▸ **DATA EXTRACT**:
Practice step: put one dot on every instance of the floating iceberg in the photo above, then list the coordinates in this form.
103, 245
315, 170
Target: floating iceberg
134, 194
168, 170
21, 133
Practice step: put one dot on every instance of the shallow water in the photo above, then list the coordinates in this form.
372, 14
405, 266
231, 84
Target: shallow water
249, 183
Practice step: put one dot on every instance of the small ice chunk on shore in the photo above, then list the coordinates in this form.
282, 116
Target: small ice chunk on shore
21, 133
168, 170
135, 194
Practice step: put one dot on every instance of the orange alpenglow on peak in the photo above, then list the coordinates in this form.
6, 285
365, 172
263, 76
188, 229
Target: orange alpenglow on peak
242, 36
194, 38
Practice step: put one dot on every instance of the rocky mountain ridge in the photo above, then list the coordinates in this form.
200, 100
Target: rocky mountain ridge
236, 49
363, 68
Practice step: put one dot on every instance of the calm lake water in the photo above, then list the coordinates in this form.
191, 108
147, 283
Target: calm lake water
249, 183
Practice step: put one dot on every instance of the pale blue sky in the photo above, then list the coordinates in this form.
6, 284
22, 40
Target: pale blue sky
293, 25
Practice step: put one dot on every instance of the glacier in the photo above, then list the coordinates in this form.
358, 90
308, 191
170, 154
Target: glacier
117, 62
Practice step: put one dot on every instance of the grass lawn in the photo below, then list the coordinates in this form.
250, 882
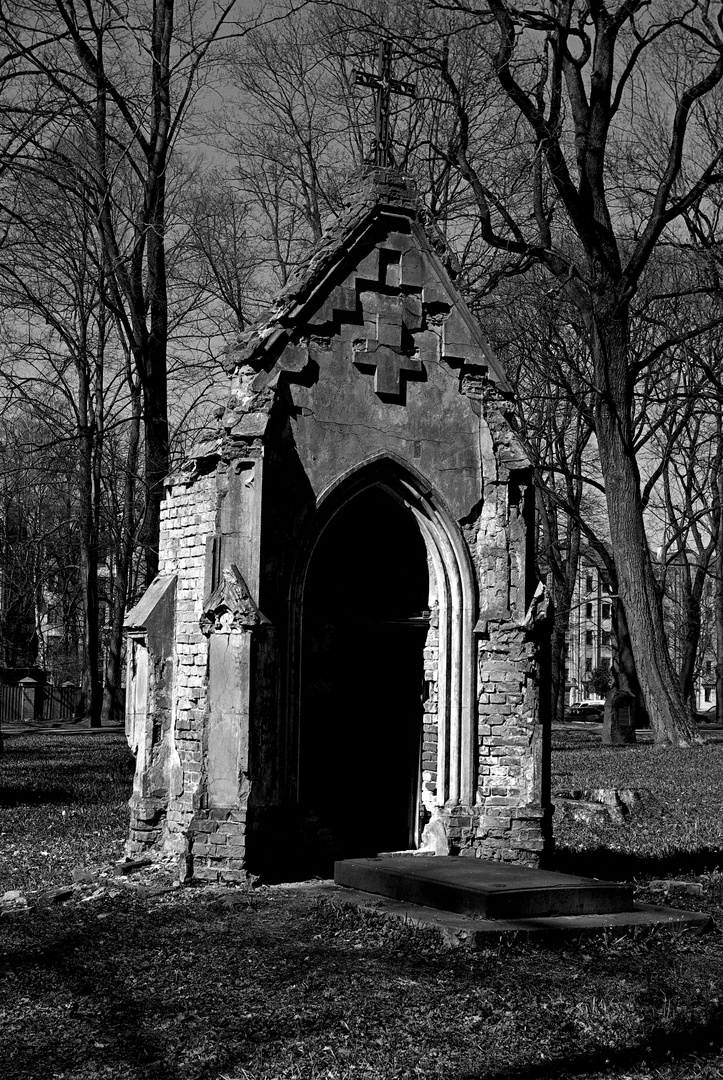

▸ **GOAL**:
Rewrite all of the items above, replacing "Practice step" with "Training step" wherever it appears and keeping everything else the same. Don't include the pictures.

▸ **EXERCISE RESULT**:
Training step: put one dot on every instance of the floating iceberg in the photo above, then list the coordinates in this form.
103, 245
315, 170
Target: floating iceberg
134, 194
168, 170
21, 133
Training step: put one dot on every instance of the shallow water in the photo above, then list the coordinates in this form.
372, 14
405, 266
231, 84
Target: shallow water
249, 183
Training step: put one dot on every instance of the small ice chunk on shore in the photo above, then list the coordinates in this form.
282, 116
Target: small ice chunk on shore
21, 133
168, 170
135, 194
Training step: put one dot on every instance of the orange alpenglow on peak in the photo above, then list the coordinates in this form.
6, 285
365, 172
263, 76
188, 229
Target: orange alpenglow on peak
242, 36
194, 38
Training step: put one dot on every instance of the rocky mountain ridge in the photo above, then list the coordinates in this form.
200, 100
Target: rocky mountain ridge
236, 49
363, 68
Training step: put one dot on every instance of the calm lake water in the photo above, then list the coordinates in this form.
191, 108
147, 283
Target: calm lake water
249, 183
Training step: put one dot on every instance of the pale blue sky in the photo above, then list the coordinates in this form.
6, 284
22, 40
Target: pale blue sky
293, 25
Training step: put one dot on every instance of the glacier in the photo above, then list the coordinates in this form.
358, 90
308, 191
170, 154
Target: glacier
117, 62
Training step: put one dot on every instance of the grass lawn in the photo below, then list the coordinates in this form.
250, 882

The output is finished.